The task:
Swap "pixel location" for "pixel coordinates" throughout the entries below and reproduce them otherwise unchanged. Leave the pictures out of your answer.

Records provided:
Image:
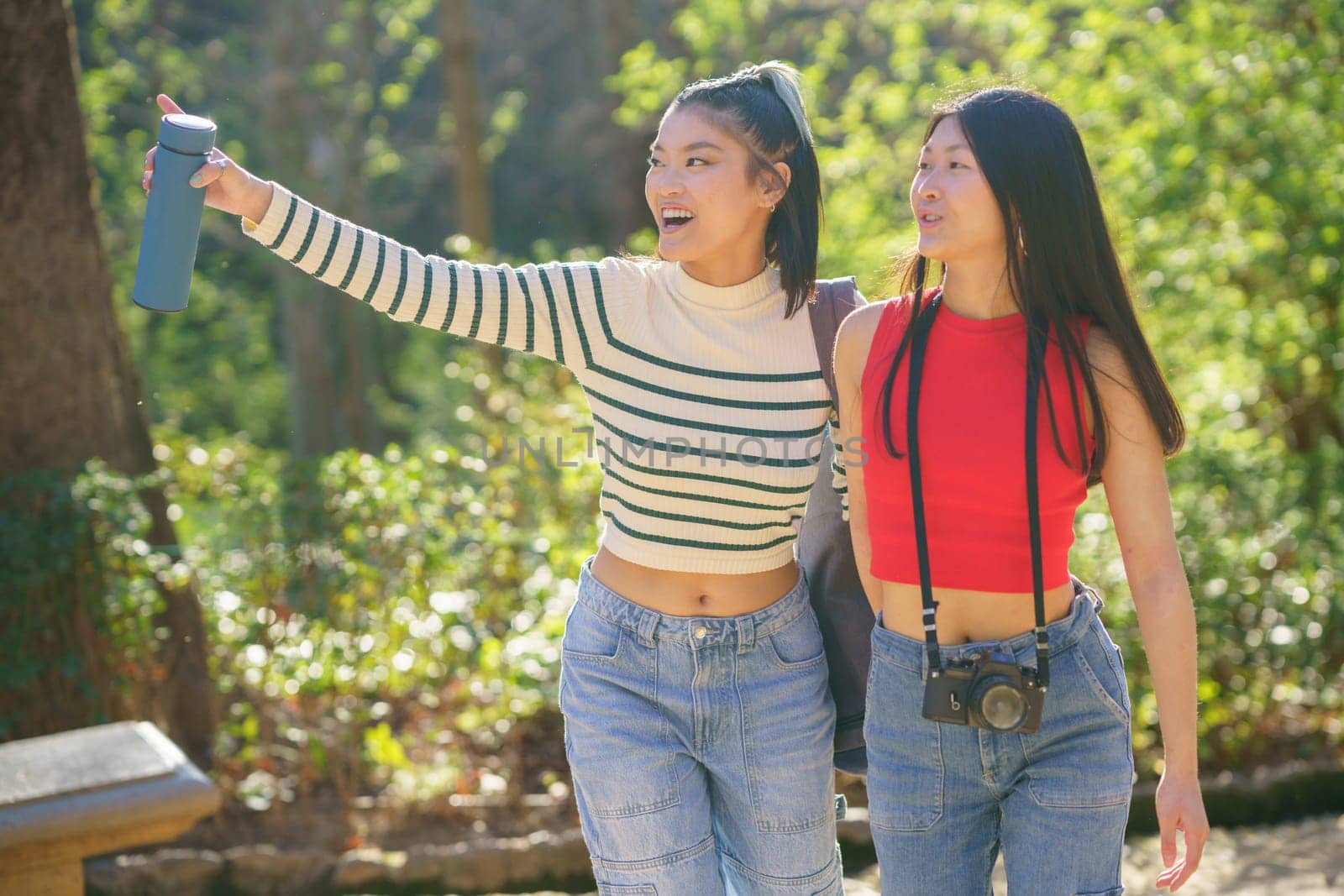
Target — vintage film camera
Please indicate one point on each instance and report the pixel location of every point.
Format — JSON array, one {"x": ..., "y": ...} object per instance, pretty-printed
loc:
[{"x": 988, "y": 691}]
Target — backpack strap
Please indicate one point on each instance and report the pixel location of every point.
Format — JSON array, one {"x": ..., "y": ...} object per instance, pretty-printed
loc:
[{"x": 832, "y": 304}]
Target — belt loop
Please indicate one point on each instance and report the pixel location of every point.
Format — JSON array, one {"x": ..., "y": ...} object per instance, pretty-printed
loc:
[
  {"x": 647, "y": 627},
  {"x": 746, "y": 634}
]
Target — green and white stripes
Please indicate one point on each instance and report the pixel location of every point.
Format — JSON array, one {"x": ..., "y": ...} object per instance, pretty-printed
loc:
[{"x": 709, "y": 419}]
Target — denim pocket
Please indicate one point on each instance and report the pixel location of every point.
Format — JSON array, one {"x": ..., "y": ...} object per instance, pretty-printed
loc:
[
  {"x": 1082, "y": 757},
  {"x": 790, "y": 721},
  {"x": 1104, "y": 669},
  {"x": 905, "y": 750},
  {"x": 591, "y": 637},
  {"x": 799, "y": 644}
]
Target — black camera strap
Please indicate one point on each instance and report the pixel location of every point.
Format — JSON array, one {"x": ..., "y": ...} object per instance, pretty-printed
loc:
[{"x": 1035, "y": 363}]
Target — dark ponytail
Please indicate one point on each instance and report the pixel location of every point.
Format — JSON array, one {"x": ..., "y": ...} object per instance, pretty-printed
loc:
[{"x": 763, "y": 105}]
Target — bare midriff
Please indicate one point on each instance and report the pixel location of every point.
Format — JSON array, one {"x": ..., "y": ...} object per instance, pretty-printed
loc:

Output for this task:
Image:
Target — vintage film camera
Please indicate one point on each instance and report the pixel coordinates of every point.
Format — JSON array, one {"x": ..., "y": ...} object per instance, pretty-printed
loc:
[{"x": 988, "y": 691}]
Target — backpack strap
Please indicate one point on each instance and report the pixel coordinates of every point.
Format — JSON array, one {"x": ..., "y": ...} object per instance, pretty-printed
loc:
[{"x": 832, "y": 304}]
Target — belt loop
Please indicate one point on each instance and report the pixel coordinates of every point.
Format — JSON array, one {"x": ..., "y": ...} object per instance, pretty-printed
loc:
[
  {"x": 647, "y": 627},
  {"x": 746, "y": 634}
]
Target — green and white stripes
Please indicate one point on each instance and report the pixel coordinates of every point.
Format — JSON array, one {"x": ..., "y": ...} object per instance, pretty-printed
loc:
[{"x": 709, "y": 419}]
Target — denim pocket
Please indicate one point on each instance and report the pixel coordinates of every point.
Format — JSON array, one {"x": ..., "y": ...} object per instance, pretty-printed
loc:
[
  {"x": 1082, "y": 757},
  {"x": 790, "y": 721},
  {"x": 1104, "y": 669},
  {"x": 905, "y": 750},
  {"x": 591, "y": 637},
  {"x": 799, "y": 644}
]
Target — black camera strap
Please indicate one point on each instance and report the pixel coordinates of every point.
Format — JSON array, one {"x": ..., "y": ...} object per instance, pretty-printed
loc:
[{"x": 1035, "y": 363}]
Target — dark ponytail
Please indicate one point on each instance and report the pixel coordinates of every point.
Format — JSON array, one {"x": ..., "y": ...} object per instance, pretty-printed
loc:
[{"x": 763, "y": 105}]
Target — bare midriff
Please indicate one point on each instance and report the pixel coordinates of every point.
Format — JSON array, one {"x": ..., "y": ...} object per instance, pretty-printed
loc:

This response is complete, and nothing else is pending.